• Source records

= = = =

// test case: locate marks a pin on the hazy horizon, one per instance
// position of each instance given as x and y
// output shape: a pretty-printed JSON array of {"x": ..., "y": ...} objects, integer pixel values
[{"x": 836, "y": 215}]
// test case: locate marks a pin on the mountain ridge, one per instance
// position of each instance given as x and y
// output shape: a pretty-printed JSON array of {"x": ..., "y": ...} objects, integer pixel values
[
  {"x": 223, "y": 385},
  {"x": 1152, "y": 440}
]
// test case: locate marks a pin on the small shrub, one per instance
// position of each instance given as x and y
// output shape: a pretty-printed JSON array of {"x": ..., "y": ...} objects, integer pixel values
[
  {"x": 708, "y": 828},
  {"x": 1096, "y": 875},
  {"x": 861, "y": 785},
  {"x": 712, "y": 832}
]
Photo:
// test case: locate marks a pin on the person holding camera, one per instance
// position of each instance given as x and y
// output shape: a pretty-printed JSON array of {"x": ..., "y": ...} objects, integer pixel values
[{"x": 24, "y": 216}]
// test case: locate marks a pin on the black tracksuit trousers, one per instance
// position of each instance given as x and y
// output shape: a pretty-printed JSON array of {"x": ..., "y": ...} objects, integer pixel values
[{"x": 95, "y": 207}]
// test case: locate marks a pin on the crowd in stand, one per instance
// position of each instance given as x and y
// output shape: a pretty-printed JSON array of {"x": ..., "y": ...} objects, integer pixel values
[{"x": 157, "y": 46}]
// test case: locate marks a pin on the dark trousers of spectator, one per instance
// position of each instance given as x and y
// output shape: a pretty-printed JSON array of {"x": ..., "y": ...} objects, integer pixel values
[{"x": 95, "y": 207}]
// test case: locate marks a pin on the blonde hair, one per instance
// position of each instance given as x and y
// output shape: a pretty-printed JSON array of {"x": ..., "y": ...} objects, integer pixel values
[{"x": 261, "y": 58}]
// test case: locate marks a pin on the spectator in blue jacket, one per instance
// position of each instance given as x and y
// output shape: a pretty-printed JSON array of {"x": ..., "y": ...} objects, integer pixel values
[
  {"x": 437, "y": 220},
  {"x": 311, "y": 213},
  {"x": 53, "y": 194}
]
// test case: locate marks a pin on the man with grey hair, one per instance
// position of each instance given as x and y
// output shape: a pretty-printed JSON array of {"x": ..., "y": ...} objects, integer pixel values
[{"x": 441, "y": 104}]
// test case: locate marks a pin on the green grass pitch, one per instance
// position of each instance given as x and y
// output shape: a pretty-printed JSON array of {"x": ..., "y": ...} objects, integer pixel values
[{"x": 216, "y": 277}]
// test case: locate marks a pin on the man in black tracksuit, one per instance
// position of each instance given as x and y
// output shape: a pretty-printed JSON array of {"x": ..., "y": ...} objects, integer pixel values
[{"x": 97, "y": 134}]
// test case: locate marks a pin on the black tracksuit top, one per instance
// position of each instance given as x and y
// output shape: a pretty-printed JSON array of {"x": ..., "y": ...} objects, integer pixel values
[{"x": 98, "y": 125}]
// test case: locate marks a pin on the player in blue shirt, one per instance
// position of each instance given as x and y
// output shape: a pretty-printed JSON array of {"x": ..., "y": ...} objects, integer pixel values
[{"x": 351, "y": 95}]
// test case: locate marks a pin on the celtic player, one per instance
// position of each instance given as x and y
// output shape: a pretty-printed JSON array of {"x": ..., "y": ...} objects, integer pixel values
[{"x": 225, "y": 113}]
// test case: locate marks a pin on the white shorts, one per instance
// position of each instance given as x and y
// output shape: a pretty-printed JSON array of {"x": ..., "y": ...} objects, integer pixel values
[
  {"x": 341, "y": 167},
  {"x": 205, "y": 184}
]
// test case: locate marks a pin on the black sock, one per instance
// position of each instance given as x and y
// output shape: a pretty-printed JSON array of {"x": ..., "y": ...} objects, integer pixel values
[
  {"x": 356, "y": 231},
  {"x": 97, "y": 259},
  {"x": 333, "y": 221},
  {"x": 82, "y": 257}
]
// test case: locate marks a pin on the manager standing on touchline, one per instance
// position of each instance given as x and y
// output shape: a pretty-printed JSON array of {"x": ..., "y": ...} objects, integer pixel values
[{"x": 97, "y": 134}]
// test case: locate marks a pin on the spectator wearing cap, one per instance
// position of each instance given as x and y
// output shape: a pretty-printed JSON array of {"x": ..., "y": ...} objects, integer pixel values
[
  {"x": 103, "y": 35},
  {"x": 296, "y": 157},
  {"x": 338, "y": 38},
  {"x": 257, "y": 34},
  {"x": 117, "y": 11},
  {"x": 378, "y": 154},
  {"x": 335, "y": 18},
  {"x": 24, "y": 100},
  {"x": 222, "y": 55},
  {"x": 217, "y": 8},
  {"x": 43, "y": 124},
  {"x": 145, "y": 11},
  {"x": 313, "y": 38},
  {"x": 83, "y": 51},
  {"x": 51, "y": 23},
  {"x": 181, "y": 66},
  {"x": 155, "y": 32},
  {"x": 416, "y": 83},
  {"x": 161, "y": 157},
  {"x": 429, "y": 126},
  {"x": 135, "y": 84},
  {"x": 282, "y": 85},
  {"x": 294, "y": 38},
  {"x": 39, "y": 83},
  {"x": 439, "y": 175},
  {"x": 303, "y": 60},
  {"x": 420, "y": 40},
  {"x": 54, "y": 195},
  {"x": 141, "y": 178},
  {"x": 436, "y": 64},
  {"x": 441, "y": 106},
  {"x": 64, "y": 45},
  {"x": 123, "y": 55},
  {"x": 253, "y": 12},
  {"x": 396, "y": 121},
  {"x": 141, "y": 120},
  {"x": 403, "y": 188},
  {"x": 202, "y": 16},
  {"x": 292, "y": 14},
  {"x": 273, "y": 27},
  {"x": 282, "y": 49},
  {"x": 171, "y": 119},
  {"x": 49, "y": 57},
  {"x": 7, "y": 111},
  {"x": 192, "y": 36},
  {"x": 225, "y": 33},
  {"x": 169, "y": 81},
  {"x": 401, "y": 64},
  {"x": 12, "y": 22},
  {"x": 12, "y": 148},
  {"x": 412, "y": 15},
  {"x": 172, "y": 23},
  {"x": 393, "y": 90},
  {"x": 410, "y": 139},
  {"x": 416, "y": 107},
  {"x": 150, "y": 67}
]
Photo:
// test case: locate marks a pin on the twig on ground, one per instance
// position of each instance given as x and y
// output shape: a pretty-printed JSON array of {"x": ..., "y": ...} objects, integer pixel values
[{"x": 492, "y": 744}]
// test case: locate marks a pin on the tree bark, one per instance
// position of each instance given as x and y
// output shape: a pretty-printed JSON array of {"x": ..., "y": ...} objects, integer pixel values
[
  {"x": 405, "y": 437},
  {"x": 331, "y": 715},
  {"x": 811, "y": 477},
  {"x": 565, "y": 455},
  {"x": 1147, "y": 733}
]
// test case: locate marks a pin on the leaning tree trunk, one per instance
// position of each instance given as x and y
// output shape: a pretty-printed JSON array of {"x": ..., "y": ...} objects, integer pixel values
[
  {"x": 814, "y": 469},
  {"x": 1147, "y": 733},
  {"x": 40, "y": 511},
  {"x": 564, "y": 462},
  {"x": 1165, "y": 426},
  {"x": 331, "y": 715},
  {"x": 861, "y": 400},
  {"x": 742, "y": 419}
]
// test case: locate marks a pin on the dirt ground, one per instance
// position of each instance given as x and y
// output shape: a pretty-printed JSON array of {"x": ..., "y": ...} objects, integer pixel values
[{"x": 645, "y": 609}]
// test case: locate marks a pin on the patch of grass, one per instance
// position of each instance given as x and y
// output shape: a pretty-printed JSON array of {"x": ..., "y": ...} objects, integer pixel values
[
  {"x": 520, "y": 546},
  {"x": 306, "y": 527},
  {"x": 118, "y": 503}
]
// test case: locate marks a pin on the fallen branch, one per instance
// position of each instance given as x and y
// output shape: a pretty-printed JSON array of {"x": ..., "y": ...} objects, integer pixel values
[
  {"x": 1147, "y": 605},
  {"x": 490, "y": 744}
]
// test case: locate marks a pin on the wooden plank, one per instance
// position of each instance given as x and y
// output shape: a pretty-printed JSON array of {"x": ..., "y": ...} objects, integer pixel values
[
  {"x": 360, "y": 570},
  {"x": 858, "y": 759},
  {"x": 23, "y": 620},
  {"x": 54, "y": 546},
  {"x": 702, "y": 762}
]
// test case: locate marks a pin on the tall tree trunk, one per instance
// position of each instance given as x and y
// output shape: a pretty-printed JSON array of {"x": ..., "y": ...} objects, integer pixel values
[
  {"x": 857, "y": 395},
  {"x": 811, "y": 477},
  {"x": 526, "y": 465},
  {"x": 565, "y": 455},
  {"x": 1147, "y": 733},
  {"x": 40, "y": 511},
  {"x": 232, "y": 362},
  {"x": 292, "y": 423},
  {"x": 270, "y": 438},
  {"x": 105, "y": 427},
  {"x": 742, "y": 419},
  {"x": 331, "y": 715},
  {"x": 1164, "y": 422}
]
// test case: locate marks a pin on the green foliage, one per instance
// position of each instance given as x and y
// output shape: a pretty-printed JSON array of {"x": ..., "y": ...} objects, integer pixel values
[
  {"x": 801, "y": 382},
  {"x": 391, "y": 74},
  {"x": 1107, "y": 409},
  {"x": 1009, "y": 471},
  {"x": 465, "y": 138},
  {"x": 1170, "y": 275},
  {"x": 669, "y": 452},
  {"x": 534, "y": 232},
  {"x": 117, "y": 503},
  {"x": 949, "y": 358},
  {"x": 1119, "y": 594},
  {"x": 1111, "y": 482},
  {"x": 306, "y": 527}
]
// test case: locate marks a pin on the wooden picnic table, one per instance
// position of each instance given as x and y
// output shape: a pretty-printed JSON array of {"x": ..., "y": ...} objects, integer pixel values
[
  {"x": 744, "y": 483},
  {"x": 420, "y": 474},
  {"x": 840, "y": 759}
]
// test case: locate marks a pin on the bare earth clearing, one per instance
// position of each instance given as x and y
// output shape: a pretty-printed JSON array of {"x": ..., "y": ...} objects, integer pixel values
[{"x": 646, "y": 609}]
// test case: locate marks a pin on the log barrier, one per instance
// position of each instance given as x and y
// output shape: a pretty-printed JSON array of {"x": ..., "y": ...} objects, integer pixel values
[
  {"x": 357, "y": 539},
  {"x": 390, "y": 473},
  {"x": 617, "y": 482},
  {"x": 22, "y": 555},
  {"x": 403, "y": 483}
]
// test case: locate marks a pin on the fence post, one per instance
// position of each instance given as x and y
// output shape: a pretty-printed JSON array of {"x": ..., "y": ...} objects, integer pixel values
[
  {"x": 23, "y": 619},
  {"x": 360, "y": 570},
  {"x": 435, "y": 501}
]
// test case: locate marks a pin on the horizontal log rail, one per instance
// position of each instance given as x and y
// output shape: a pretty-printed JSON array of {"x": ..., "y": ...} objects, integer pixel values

= = = =

• What you need to do
In the records above, locate the line that contains "post, one per instance". Repeat it and every line after it, exactly, and nothing else.

• Solution below
// test case: locate marks a pin on the fence post, one per instance
// position of each instance given as x and y
// output shape: a pretty-printed JSON array of {"x": ..., "y": ...} objects, integer pixel values
[
  {"x": 23, "y": 619},
  {"x": 360, "y": 570},
  {"x": 435, "y": 501}
]
// test case: locate marks a pin on the horizontal log rail, one per instance
// position of each instance given as x and y
// output shape: a pretty-printed JSON array of {"x": ..., "y": ...} objects, integer pixel values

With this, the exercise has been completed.